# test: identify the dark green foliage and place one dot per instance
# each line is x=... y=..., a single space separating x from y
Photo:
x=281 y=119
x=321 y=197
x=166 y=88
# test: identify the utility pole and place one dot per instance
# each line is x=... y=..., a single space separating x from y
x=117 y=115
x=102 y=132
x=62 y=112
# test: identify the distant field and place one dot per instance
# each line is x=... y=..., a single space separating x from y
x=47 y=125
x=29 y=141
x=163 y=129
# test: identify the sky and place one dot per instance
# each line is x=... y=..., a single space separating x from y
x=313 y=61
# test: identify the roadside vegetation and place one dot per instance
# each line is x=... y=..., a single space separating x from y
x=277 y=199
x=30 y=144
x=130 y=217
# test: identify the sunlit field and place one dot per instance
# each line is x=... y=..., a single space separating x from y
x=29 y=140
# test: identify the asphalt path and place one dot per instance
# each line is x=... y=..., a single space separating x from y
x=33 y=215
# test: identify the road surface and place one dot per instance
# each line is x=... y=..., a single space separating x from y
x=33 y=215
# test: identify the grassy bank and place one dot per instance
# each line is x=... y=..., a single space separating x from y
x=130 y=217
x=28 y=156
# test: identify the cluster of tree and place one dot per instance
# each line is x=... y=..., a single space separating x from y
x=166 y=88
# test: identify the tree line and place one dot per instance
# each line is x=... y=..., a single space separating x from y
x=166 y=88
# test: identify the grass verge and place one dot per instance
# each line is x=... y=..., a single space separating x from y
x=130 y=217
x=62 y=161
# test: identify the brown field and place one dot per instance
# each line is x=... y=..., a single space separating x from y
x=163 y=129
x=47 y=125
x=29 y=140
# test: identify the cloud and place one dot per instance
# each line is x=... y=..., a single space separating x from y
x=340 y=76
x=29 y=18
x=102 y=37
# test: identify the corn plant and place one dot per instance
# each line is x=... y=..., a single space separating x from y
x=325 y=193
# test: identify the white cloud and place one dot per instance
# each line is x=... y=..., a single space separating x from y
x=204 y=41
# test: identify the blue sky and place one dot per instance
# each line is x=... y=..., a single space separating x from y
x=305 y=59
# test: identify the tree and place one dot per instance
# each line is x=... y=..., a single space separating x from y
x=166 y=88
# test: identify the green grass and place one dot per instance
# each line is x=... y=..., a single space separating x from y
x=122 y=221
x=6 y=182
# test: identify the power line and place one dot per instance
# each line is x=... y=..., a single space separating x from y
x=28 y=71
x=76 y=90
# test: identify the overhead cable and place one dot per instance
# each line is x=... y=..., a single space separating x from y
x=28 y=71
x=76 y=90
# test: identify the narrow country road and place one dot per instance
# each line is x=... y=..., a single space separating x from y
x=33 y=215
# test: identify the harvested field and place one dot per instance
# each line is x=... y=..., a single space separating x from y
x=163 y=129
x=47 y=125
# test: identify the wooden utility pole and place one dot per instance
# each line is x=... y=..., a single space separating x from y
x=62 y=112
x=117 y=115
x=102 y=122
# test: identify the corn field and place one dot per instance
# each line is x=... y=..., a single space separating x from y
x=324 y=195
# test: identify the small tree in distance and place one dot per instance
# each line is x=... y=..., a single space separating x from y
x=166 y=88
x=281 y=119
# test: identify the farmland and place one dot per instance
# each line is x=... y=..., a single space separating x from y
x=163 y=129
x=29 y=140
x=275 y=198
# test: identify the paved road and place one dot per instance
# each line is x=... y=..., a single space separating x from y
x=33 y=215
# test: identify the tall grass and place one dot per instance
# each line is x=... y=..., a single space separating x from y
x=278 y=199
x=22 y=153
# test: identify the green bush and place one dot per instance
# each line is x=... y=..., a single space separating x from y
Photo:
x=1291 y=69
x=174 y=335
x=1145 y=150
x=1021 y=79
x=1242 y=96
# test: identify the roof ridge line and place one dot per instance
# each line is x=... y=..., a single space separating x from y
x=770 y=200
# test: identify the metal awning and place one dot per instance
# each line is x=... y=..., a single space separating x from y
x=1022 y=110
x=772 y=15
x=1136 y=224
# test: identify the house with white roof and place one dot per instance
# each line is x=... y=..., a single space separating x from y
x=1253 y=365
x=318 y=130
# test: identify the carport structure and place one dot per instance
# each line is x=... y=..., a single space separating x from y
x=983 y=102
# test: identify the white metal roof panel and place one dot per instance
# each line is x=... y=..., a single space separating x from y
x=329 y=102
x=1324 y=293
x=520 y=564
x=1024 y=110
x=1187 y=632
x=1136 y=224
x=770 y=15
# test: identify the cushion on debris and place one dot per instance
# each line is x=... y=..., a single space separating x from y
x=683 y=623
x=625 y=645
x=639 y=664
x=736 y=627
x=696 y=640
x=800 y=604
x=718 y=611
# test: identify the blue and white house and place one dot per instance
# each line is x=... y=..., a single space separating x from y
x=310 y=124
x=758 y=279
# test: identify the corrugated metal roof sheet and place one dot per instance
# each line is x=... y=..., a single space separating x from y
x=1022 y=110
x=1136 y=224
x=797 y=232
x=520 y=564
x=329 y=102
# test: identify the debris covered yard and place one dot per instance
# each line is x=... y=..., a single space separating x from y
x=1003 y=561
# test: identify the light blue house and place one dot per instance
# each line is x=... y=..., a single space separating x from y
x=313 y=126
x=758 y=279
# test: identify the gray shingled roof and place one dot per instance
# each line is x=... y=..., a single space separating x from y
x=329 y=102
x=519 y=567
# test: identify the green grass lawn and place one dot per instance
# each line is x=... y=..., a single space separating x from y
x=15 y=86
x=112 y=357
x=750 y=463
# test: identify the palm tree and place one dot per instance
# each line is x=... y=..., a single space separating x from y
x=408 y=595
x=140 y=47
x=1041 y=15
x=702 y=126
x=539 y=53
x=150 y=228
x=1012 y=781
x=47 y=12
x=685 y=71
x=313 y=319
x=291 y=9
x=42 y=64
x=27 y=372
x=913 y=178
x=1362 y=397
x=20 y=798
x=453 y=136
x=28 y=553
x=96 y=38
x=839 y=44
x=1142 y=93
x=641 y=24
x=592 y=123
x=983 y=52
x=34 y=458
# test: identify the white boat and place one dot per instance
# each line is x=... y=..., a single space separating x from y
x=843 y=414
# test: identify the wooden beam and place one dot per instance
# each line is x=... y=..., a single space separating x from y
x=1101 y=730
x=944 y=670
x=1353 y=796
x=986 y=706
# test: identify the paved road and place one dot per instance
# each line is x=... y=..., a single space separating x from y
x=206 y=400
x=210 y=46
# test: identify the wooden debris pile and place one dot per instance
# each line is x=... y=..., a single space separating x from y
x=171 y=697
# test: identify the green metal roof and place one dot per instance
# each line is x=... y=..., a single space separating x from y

-=-=-=-=-

Quote all of the records above verbatim, line by line.

### EXERCISE RESULT
# test: identify the dark green foliage and place one dot per instance
# each line is x=... y=..., a single space separating x from y
Photo:
x=281 y=119
x=321 y=197
x=166 y=88
# test: identify the utility pole and place one dot per instance
# each line is x=... y=..., a single space separating x from y
x=117 y=115
x=102 y=132
x=62 y=112
# test: identify the distant field and place one dot per instance
# each line is x=... y=..., a single space separating x from y
x=47 y=125
x=29 y=141
x=163 y=129
# test: identify the sky and place one dot per instance
# each line is x=... y=..., a single space separating x from y
x=313 y=61
# test: identify the roadside vegetation and place one dot per instance
# each line is x=... y=..., a single space separating x from y
x=277 y=199
x=30 y=144
x=130 y=217
# test: identify the sunlit field and place one dot per instance
# each line is x=... y=..., a single space separating x from y
x=29 y=140
# test: identify the asphalt path and place one dot per instance
# each line is x=... y=..., a single space separating x from y
x=33 y=215
# test: identify the road surface and place one dot per instance
# each line is x=... y=..., a single space separating x from y
x=33 y=215
# test: identify the grassy bank and place one dot per instance
# each line is x=... y=..., a single space separating x from y
x=130 y=217
x=28 y=156
# test: identify the cluster of tree and place one dot per instance
# each line is x=... y=..., a single space separating x from y
x=166 y=88
# test: identify the tree line and place one dot per instance
# each line is x=... y=..., a single space separating x from y
x=166 y=88
# test: identify the grass verge and place one dot per instance
# each line is x=... y=..., a single space separating x from y
x=130 y=217
x=62 y=161
# test: identify the brown field and place one dot per instance
# each line is x=... y=..., a single space separating x from y
x=163 y=129
x=47 y=125
x=29 y=140
# test: identify the cloud and place one dot per instance
# each line is x=... y=..., a single space separating x from y
x=340 y=76
x=29 y=18
x=102 y=37
# test: identify the corn plant and place one dot per instance
# each line is x=... y=..., a single space separating x from y
x=325 y=193
# test: identify the white cloud and place one dot per instance
# each line is x=... y=..., a single space separating x from y
x=204 y=41
# test: identify the blue sky and place one dot per instance
# each line is x=... y=..., a single space separating x from y
x=305 y=59
# test: identify the tree and place one dot per instance
# each line is x=... y=..., a single space separating x from y
x=166 y=88
# test: identify the green grass and place one dot per instance
# each line is x=... y=..., a single space separating x from y
x=122 y=221
x=6 y=182
# test: identify the power line and place one dot per instance
# each line is x=... y=..., a single space separating x from y
x=28 y=71
x=76 y=90
# test: identify the overhead cable and place one dot per instance
# each line is x=... y=..., a single space separating x from y
x=28 y=71
x=76 y=90
# test: identify the narrow country road and place one dot per instance
# each line is x=... y=..., a single space separating x from y
x=33 y=215
# test: identify the harvested field and place one dot per instance
# each line is x=... y=..., a single space separating x from y
x=163 y=129
x=47 y=125
# test: identify the wooden utility pole and place one dot per instance
# each line is x=... y=..., a single space separating x from y
x=62 y=112
x=117 y=115
x=102 y=122
# test: identify the corn field and place one dot per instance
# each line is x=... y=..., a single space separating x from y
x=324 y=195
# test: identify the small tree in distance and place one dot per instance
# each line is x=... y=..., a single space separating x from y
x=166 y=88
x=281 y=119
# test: identify the farmland and place one dot per instance
# each line is x=... y=..., a single space separating x from y
x=163 y=129
x=29 y=140
x=275 y=198
# test: identify the paved road and place one dot per instance
# each line is x=... y=..., a single space separating x from y
x=33 y=215
# test: identify the tall grass and place one dot per instance
# each line is x=... y=..., a single space separating x from y
x=278 y=199
x=22 y=153
# test: identify the green bush and place one dot per instance
# each line is x=... y=..., a single space separating x from y
Photo:
x=1291 y=69
x=174 y=335
x=1145 y=150
x=1021 y=79
x=1242 y=96
# test: identify the roof ridge line and place one dot per instance
# each line is x=... y=..., a single space separating x from y
x=770 y=200
# test: identify the metal awning and place one dot per instance
# each line is x=... y=..., a single space separating x from y
x=1022 y=110
x=772 y=15
x=1136 y=224
# test: identify the house with white roof and place one dot per instance
# each line is x=... y=..., a single space separating x from y
x=1253 y=365
x=318 y=130
# test: identify the carport structure and place one dot per instance
# each line is x=... y=..., a single space separating x from y
x=983 y=102
# test: identify the white metal roof panel and place one dot per instance
# each line is x=... y=..., a single space separating x from y
x=329 y=102
x=1324 y=293
x=520 y=564
x=1024 y=110
x=1187 y=632
x=1136 y=224
x=770 y=15
# test: identify the cushion on debris and place one dot per instance
# each line is x=... y=..., a single space separating x from y
x=683 y=623
x=625 y=645
x=639 y=664
x=736 y=627
x=696 y=640
x=800 y=604
x=718 y=611
# test: identify the blue and white house and place one dot per instance
# each line is x=... y=..., a single space separating x from y
x=310 y=124
x=758 y=279
# test: identify the corrugated metal roof sheet and place one dot per instance
# each line is x=... y=..., a single space separating x from y
x=1022 y=110
x=1136 y=224
x=797 y=232
x=520 y=564
x=329 y=102
# test: identify the debris covered yard and place one dot per instance
# each line is x=... y=..., a single space separating x from y
x=1003 y=561
# test: identify the light blue house and place one dot per instance
# each line is x=... y=..., a single space separating x from y
x=313 y=126
x=758 y=279
# test: identify the gray shingled roof and place one dot per instance
# each line is x=... y=..., a single space separating x from y
x=329 y=102
x=519 y=567
# test: identify the green grass lawn and place one dot per instance
# each line is x=... y=..., a single space separating x from y
x=15 y=86
x=112 y=357
x=750 y=463
# test: identify the palm tree and place one dot per instance
# each line is x=... y=..., a single space separating x from y
x=408 y=595
x=140 y=47
x=1041 y=15
x=702 y=126
x=539 y=53
x=150 y=228
x=1012 y=781
x=47 y=12
x=685 y=71
x=313 y=319
x=291 y=9
x=42 y=64
x=27 y=372
x=913 y=178
x=1362 y=397
x=20 y=798
x=453 y=136
x=28 y=553
x=96 y=38
x=839 y=44
x=1142 y=93
x=641 y=24
x=592 y=123
x=983 y=52
x=34 y=458
# test: identify the white boat and place one dot per instance
# each line is x=... y=..., a single space separating x from y
x=843 y=414
# test: identify the wooden beam and place one dot per instance
# each line is x=... y=..., a single space separating x from y
x=1101 y=730
x=944 y=670
x=1353 y=796
x=986 y=706
# test: identify the paved road and place one dot per instance
# each line is x=... y=..., a single space separating x from y
x=206 y=400
x=210 y=46
# test: identify the wooden debris pile and place one dot per instance
# each line is x=... y=..., a single space separating x from y
x=171 y=697
# test: identify the green metal roof and place one dot per instance
# each line is x=... y=..., a single space separating x from y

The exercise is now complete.